[Start of DATA SUPPLIED]

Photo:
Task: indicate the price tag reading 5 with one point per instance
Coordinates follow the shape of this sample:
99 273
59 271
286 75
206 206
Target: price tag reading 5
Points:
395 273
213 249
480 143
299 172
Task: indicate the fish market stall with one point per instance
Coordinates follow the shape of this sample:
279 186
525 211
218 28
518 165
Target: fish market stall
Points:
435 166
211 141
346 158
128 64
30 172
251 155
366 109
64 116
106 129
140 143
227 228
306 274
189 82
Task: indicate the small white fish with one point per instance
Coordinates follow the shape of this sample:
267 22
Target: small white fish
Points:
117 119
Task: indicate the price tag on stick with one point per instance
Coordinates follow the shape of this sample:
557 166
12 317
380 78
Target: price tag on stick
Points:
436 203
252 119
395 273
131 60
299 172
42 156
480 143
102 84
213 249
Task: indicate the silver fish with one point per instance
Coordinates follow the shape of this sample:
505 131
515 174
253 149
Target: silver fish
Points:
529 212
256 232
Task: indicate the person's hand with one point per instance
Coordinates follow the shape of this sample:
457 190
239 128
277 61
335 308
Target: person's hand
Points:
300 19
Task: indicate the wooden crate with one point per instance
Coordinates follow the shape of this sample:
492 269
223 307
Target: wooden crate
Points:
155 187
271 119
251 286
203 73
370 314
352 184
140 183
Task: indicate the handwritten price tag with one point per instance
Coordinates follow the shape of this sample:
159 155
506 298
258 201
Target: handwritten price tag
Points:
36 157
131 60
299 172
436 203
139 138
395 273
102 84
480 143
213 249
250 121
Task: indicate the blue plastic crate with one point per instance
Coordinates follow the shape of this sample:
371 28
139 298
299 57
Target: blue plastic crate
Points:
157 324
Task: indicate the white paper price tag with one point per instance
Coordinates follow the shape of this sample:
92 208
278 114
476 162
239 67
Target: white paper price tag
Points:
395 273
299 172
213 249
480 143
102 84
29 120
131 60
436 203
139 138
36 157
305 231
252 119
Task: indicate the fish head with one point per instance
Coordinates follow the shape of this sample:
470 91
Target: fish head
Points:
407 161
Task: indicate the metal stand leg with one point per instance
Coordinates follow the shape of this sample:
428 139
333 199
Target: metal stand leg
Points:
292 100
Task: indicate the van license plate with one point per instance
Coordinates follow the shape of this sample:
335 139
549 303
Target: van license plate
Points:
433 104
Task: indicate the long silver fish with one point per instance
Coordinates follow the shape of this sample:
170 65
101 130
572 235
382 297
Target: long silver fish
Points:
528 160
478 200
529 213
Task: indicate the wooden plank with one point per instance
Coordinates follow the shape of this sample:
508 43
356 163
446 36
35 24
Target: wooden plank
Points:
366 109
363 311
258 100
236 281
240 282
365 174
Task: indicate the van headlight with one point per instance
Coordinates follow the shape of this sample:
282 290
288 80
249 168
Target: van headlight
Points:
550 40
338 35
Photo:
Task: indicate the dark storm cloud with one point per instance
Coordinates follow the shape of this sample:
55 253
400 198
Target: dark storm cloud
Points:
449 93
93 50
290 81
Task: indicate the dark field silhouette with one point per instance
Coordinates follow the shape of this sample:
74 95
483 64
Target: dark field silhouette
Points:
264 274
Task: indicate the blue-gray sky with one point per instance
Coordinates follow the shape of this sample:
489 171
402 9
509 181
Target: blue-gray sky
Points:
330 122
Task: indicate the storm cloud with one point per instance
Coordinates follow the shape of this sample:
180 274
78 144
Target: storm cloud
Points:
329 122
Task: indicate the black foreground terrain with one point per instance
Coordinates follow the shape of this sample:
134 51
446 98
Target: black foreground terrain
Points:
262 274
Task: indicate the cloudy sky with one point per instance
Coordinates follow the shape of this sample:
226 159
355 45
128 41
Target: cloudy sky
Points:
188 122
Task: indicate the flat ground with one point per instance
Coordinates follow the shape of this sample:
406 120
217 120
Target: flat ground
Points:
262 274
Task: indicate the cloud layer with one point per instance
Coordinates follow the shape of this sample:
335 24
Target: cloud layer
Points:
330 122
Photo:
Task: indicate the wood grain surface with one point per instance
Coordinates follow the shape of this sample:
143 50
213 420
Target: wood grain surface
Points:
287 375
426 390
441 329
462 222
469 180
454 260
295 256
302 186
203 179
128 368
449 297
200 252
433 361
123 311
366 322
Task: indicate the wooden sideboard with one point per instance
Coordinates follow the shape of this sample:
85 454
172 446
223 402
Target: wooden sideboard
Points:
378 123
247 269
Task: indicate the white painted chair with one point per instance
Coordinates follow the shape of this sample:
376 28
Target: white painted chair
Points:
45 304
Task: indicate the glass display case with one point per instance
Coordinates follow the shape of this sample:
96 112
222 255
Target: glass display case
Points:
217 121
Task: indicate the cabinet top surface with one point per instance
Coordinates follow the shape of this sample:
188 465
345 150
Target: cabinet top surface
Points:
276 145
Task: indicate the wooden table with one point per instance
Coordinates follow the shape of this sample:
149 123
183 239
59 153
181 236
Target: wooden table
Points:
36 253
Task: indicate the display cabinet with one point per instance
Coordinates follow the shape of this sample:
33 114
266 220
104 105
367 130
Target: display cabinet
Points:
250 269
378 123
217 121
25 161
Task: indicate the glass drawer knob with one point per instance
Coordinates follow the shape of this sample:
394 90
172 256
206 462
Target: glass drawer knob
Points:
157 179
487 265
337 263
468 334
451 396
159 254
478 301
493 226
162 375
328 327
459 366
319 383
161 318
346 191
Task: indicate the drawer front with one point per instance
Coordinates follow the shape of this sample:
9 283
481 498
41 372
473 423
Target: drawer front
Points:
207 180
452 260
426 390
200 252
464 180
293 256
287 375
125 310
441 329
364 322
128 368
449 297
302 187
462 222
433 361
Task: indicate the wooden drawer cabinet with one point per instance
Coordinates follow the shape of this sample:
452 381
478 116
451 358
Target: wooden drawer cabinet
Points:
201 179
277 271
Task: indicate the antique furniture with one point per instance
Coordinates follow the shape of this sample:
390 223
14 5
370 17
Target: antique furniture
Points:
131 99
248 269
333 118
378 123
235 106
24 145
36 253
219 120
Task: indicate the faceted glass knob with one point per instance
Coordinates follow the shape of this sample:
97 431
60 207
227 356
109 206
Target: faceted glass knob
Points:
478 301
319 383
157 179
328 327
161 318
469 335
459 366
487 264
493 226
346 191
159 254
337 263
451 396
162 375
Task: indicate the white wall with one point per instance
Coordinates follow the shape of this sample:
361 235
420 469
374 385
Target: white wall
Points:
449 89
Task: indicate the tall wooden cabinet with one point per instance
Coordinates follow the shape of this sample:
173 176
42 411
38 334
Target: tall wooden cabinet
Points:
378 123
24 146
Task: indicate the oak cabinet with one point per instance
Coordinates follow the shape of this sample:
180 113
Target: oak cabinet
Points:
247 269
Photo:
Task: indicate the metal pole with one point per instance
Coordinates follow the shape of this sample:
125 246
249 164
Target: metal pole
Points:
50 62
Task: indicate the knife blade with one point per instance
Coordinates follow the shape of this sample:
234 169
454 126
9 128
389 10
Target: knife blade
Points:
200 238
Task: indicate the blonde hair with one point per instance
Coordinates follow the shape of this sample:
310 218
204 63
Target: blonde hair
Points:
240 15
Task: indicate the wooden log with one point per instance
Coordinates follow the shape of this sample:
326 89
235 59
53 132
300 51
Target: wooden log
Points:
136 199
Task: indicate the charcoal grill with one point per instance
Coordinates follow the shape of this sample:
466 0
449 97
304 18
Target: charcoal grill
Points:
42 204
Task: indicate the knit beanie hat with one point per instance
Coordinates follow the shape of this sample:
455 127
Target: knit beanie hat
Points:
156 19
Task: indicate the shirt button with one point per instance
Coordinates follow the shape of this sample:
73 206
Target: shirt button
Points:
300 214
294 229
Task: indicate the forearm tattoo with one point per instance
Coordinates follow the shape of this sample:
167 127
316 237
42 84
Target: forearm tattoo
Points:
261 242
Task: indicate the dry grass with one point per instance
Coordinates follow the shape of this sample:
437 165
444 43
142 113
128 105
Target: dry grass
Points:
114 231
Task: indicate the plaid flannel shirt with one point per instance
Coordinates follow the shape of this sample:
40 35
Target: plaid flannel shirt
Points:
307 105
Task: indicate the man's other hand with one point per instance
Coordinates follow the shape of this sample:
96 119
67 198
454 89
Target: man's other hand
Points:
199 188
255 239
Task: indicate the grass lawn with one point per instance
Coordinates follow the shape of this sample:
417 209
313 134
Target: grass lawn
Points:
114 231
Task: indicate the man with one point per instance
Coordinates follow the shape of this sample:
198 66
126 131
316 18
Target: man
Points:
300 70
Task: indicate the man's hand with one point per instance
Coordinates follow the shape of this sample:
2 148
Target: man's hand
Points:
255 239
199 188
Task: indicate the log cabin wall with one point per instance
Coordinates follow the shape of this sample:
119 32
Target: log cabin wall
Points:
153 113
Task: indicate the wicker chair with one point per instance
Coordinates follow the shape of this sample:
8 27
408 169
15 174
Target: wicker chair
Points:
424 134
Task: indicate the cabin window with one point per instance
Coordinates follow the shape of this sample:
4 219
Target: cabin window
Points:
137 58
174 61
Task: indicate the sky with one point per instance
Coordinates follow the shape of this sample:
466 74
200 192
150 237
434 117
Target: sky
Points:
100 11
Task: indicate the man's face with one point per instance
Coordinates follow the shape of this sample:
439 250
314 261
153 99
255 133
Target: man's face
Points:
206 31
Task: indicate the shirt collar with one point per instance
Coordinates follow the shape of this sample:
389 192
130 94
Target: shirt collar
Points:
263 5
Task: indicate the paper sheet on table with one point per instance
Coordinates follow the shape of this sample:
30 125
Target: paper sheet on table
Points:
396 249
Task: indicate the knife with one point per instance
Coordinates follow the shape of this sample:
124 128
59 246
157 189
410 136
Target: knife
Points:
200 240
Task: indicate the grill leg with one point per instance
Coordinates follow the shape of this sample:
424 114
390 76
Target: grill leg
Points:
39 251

[End of DATA SUPPLIED]

◆ TASK STATEMENT
In the records above, locate the line that contains "Task: indicate the man's hand". Repeat it and every line after it, exactly, and nothing else.

◆ CORRECT ANSWER
Task: indicate the man's hand with one point per instance
Coordinates follow the shape of this sample:
2 148
Target: man's hand
Points:
255 239
199 188
Task: indicate the log cabin wall with one point per instance
Coordinates follow the shape of this sample:
119 32
Target: log cabin wall
Points:
153 113
Task: indicate the wicker chair with one point per instance
Coordinates follow the shape of this sample:
8 27
408 169
15 174
Target: wicker chair
Points:
424 134
Task: indicate the cabin window with one point per instance
Coordinates follow the shape of this sample:
4 219
Target: cabin window
Points:
137 58
174 61
Task: indicate the sky with one point per instance
Coordinates follow the shape of this sample:
466 74
200 192
150 237
434 117
Target: sky
Points:
100 11
Task: indicate the man's face with one point per instance
Coordinates follow the shape of this sample:
439 250
314 261
153 99
255 133
Target: man's face
Points:
206 31
Task: indicate the shirt collar with one point per instance
Coordinates follow the shape of this sample:
389 192
130 94
Target: shirt collar
Points:
263 5
Task: indicate the paper sheet on table with one point per instance
Coordinates follow the shape of this sample:
30 125
Target: paper sheet on table
Points:
396 249
Task: indicate the knife with one point per instance
Coordinates follow the shape of this sample:
124 128
59 246
157 189
410 136
Target: knife
Points:
200 240
Task: indicate the grill leg with one point per instance
Coordinates follow the shape of this sample:
424 114
390 76
Target: grill leg
Points:
39 251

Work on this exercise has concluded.